## Text section
________

3.2 Configurations Menu


Select and Configure your Encoding Preset

    The Configurations Menu and its various parameters, along with the Management Buttons and Preset Drop-Down Menu, are useful for users as they provide a high level of customization and control over the encoding process. Users can customize the encoding settings to match their specific source material and desired output format, such as selecting the appropriate Encoder Type, Output File Type, Profile, Frame Rate, and other parameters. This allows users to optimize the encoding process for their specific use case, whether it’s encoding for music or movies profiles, and achieve the desired quality and file format for their encoded files. The ability to save and edit presets also allows users to easily apply custom configurations for future use without having to manually adjust the settings each time. Overall, these features provide flexibility and convenience for users to achieve the best possible encoding results based on their preferences and requirements.

    Figure 3 – 3 | Configurations Menu Overview

    1. Management Buttons

      The Configurations Management Buttons enable the ability to save, edit, and delete encoding presets.

        Save Button: By pressing the Save Button on the top right, you can save a particular configuration in a preset.
        After clicking the Save Button, you can choose whether to create a new configuration preset or override an existing one.
        It’s important to note that the Save Button will only be enabled once changes have been made to one or more parameter values in the current preset.
        Cancel Button: The Cancel Button drops all the current changes.
        “-” Button: The “-” Button allows for the deletion of the currently selected configuration..

    2. Preset Drop Down Menu

      The Preset Drop-Down Menu allows for the selection of the desired configuration preset.

        Custom” Status: The Custom status appears if the current configuration is not stored as a preset.
        It’s important to note that it is possible to apply a custom configuration to a source and add the corresponding session to the Queue List without the need to save the configuration as a preset.

    3. Configuration’s Parameters

      The parameters provide the ability to configure the type of encoding and define specific behaviors to be applied to the currently selected source.

        Encoder Type: The Encoder Type Drop-Down Menu provides options to select the desired encoder. Each selection has its own set of parameters.

________

## Record excerpts
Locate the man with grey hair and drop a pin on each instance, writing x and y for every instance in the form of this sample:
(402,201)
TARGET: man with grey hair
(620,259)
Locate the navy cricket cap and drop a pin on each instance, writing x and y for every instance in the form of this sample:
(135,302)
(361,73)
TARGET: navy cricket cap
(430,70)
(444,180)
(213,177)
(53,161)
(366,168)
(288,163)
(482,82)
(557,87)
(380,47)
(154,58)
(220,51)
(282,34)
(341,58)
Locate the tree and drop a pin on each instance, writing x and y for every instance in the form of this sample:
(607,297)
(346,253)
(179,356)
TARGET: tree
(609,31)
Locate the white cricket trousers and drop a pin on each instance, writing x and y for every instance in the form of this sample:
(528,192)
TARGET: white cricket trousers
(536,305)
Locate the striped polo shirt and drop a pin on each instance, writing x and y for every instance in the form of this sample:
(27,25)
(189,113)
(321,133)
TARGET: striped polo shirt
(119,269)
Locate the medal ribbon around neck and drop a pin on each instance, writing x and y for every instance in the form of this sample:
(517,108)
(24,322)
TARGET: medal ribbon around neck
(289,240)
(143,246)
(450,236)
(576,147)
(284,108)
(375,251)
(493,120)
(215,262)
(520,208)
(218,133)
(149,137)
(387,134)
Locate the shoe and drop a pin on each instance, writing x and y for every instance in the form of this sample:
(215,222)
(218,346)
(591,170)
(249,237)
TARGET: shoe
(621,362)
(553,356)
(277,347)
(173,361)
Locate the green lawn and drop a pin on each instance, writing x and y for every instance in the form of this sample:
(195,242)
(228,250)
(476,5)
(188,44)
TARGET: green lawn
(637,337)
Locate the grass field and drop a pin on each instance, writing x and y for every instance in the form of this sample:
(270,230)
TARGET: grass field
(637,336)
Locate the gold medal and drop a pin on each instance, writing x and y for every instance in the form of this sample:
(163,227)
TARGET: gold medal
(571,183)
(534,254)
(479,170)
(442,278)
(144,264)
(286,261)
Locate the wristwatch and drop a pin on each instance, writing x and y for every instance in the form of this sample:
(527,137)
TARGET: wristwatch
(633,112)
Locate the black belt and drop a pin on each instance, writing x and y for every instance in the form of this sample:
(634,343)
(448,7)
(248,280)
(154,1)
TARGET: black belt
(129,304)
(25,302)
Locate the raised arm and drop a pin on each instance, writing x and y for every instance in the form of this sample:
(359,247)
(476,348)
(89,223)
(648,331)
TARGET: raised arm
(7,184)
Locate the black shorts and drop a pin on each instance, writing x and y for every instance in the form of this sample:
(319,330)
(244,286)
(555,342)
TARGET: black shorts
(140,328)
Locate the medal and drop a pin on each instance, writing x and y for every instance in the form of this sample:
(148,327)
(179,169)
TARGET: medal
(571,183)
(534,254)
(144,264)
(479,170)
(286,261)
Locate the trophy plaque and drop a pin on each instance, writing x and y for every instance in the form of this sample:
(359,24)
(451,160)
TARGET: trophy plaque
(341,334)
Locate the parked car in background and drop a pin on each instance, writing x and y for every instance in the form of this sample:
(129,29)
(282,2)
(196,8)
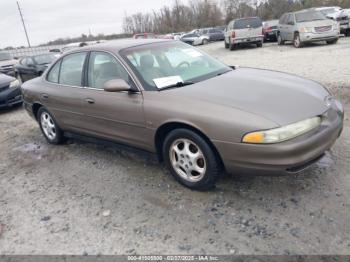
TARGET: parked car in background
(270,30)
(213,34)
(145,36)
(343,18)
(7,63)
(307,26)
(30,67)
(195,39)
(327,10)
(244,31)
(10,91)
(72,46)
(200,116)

________

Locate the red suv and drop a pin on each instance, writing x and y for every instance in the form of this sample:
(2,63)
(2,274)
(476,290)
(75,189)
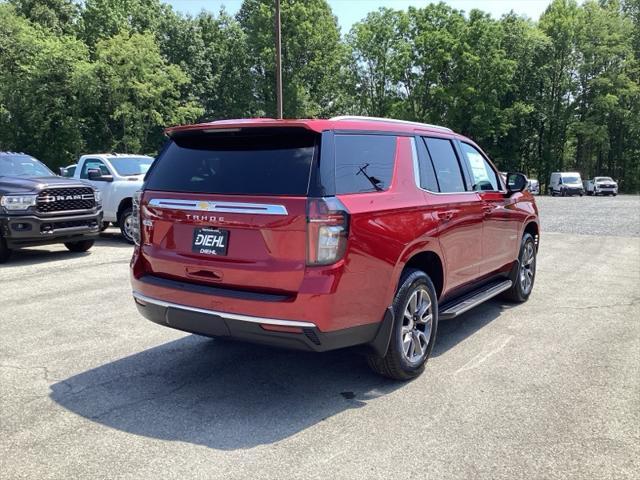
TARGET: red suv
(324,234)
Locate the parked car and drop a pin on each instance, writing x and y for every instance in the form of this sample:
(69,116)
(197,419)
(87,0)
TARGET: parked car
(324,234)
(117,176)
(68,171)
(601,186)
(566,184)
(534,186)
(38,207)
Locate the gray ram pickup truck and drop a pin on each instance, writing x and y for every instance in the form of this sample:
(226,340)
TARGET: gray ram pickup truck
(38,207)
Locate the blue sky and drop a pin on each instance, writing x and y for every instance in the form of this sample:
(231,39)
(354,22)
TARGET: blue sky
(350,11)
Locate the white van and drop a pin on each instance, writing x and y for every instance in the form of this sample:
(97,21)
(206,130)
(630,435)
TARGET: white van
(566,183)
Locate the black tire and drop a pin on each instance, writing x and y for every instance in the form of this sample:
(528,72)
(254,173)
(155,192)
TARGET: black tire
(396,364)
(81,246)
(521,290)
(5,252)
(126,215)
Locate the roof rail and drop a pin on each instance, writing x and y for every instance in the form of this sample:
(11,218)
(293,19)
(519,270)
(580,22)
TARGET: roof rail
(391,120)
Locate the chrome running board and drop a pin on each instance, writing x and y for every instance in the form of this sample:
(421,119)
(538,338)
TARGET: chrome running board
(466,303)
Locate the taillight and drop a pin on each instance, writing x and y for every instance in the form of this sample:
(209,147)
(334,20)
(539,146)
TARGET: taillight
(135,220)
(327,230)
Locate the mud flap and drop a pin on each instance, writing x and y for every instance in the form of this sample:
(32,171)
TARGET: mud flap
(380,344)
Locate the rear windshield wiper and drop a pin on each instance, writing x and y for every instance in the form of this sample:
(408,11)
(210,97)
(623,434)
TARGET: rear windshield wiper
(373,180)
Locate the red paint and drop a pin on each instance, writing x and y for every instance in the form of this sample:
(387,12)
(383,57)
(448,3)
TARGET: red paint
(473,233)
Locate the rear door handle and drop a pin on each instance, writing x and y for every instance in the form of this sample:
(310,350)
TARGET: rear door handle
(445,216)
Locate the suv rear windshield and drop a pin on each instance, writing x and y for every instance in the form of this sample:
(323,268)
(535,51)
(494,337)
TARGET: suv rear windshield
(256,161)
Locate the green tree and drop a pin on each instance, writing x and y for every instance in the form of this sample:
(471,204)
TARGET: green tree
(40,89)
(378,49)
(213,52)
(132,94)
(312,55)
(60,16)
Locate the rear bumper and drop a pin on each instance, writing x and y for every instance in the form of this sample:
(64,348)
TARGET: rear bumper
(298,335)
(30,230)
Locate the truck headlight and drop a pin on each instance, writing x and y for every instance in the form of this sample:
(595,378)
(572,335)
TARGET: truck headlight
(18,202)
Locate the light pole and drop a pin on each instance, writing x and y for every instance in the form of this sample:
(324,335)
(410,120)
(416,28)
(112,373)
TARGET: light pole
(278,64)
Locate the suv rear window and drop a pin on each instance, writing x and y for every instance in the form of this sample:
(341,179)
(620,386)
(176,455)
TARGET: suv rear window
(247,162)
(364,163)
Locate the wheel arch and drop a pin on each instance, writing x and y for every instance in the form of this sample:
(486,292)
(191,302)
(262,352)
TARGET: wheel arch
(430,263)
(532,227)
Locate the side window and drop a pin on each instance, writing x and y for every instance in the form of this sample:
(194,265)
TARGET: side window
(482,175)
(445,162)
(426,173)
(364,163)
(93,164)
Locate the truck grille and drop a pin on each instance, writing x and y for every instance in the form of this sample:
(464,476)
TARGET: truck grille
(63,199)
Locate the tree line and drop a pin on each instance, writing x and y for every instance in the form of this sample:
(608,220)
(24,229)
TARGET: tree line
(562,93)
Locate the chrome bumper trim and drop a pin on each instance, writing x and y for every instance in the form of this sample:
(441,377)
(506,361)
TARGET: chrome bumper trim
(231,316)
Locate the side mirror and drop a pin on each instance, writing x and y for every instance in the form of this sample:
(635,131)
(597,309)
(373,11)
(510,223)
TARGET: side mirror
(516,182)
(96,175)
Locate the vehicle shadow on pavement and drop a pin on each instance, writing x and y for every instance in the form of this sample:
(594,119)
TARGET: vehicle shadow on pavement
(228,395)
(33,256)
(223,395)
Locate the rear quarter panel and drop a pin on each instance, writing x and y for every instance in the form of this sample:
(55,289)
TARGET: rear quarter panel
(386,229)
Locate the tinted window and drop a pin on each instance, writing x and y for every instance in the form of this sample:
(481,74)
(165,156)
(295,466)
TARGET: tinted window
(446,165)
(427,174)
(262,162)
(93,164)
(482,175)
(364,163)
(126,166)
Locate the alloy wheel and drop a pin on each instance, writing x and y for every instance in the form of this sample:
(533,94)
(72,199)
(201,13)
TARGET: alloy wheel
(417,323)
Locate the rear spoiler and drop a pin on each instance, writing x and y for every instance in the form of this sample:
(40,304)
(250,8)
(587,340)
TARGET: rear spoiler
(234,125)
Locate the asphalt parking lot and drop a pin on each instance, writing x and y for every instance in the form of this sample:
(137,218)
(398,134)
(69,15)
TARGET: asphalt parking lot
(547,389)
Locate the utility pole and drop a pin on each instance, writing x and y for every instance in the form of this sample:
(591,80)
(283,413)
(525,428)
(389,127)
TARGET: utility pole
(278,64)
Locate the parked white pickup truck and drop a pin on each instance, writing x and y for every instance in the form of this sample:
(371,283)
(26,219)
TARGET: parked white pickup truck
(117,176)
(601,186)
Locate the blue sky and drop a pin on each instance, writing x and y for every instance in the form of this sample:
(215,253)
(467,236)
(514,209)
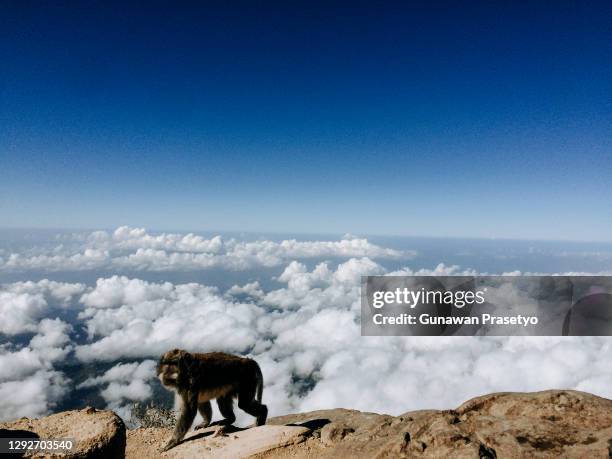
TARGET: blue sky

________

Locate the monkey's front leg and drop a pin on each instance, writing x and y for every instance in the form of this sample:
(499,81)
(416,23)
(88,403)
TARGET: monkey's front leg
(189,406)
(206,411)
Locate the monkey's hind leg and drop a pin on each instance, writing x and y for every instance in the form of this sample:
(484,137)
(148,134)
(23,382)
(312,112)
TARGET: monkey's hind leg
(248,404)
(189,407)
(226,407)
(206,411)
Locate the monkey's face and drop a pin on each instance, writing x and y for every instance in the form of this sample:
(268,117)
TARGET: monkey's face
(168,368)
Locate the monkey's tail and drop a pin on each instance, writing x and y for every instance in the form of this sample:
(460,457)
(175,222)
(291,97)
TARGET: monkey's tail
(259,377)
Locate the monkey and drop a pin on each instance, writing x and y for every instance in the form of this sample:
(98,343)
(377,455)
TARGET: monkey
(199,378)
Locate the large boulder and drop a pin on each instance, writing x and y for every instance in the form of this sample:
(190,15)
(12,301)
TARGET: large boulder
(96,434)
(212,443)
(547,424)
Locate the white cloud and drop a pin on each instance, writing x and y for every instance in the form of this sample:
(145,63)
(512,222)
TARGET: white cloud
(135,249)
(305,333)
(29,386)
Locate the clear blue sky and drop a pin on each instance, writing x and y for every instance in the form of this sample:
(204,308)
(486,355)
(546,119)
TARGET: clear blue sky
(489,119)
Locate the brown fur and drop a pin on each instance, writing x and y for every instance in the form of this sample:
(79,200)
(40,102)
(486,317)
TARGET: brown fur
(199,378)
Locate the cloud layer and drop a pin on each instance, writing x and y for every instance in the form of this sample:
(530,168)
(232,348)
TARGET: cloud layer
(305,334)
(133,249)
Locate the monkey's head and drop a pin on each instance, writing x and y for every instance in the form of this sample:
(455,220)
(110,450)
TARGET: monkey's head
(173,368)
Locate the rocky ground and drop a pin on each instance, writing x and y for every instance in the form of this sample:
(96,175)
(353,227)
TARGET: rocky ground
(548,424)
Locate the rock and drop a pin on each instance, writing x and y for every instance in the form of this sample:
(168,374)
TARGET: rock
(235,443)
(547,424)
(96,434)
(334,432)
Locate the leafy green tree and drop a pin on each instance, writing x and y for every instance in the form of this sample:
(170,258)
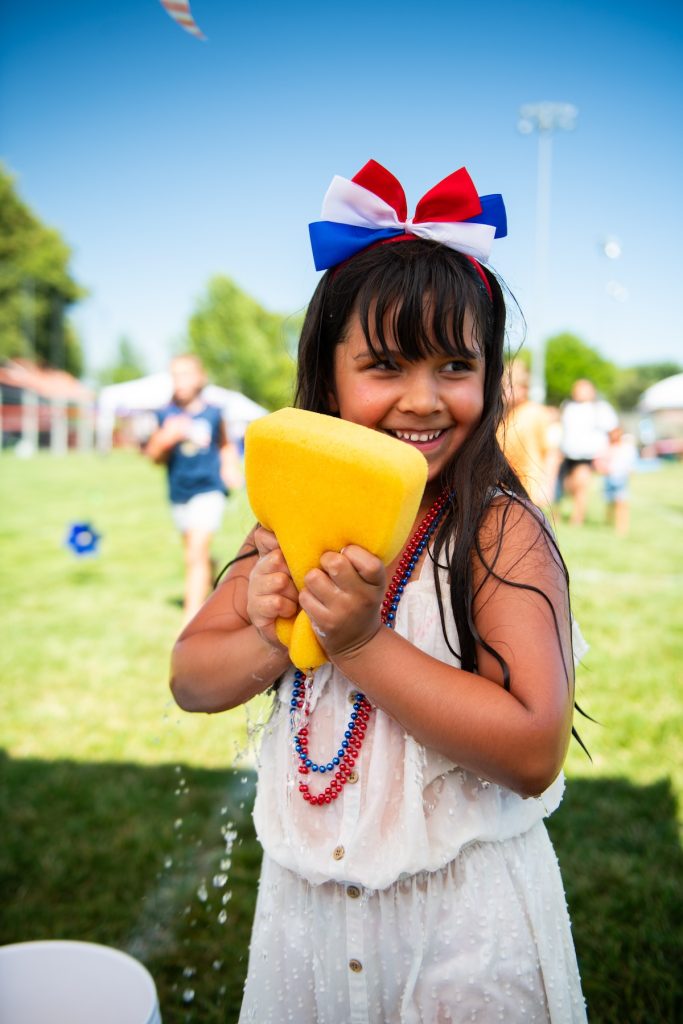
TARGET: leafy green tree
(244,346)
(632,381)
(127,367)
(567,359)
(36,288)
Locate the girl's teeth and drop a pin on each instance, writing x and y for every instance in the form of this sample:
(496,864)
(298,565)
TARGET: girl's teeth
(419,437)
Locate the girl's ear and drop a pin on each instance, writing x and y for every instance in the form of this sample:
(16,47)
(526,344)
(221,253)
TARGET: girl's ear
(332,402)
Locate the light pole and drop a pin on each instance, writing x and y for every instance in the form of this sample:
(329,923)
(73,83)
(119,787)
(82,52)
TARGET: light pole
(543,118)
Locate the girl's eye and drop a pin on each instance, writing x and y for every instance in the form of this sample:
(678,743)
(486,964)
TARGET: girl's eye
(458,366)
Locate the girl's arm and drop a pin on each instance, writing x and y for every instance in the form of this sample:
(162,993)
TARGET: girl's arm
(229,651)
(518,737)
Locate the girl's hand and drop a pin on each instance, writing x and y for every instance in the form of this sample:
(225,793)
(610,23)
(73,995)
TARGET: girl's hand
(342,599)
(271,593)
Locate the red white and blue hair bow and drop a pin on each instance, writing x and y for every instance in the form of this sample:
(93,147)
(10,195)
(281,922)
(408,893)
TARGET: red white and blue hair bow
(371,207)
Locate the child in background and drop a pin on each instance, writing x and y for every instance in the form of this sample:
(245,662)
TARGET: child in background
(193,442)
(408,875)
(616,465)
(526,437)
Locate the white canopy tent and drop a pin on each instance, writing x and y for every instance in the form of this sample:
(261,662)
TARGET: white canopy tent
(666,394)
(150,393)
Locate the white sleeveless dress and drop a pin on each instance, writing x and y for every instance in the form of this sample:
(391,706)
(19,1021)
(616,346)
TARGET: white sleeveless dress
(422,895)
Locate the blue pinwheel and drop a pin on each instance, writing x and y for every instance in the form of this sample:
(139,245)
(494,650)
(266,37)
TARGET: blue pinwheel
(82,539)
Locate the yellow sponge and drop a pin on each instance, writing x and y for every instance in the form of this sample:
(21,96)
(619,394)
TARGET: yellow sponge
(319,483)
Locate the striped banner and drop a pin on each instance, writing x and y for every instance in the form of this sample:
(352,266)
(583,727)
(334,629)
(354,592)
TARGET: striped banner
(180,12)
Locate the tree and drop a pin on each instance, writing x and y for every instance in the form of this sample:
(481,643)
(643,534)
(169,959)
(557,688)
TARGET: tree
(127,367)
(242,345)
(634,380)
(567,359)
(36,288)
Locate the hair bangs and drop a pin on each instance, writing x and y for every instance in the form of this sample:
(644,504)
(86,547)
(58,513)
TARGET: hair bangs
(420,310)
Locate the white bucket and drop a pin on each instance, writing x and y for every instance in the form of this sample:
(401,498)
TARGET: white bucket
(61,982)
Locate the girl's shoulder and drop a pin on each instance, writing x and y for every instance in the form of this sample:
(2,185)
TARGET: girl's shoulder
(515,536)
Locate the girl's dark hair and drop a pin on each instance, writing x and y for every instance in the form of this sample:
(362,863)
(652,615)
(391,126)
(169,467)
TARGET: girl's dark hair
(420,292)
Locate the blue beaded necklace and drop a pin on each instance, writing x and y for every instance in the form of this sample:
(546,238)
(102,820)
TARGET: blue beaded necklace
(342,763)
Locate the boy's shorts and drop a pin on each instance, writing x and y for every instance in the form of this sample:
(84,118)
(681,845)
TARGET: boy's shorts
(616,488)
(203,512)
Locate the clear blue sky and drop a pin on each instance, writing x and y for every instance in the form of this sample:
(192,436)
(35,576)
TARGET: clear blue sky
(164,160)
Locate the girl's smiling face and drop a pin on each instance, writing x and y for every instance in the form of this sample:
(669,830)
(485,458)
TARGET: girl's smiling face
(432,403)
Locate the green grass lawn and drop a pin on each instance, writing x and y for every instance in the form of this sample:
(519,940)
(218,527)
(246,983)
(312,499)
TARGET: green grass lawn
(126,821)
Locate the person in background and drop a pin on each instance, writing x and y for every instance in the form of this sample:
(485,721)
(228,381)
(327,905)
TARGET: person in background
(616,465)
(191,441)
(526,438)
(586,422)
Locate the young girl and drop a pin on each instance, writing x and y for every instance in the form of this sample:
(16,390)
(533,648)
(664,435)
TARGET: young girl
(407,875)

________

## What is asked
In the configurations menu text, why is it useful to be able to save and edit presets? Explain in one to three sentences.

## Reply to the task
Saving and editing presets lets users easily reuse their custom configurations later. They don't have to adjust the settings by hand every time.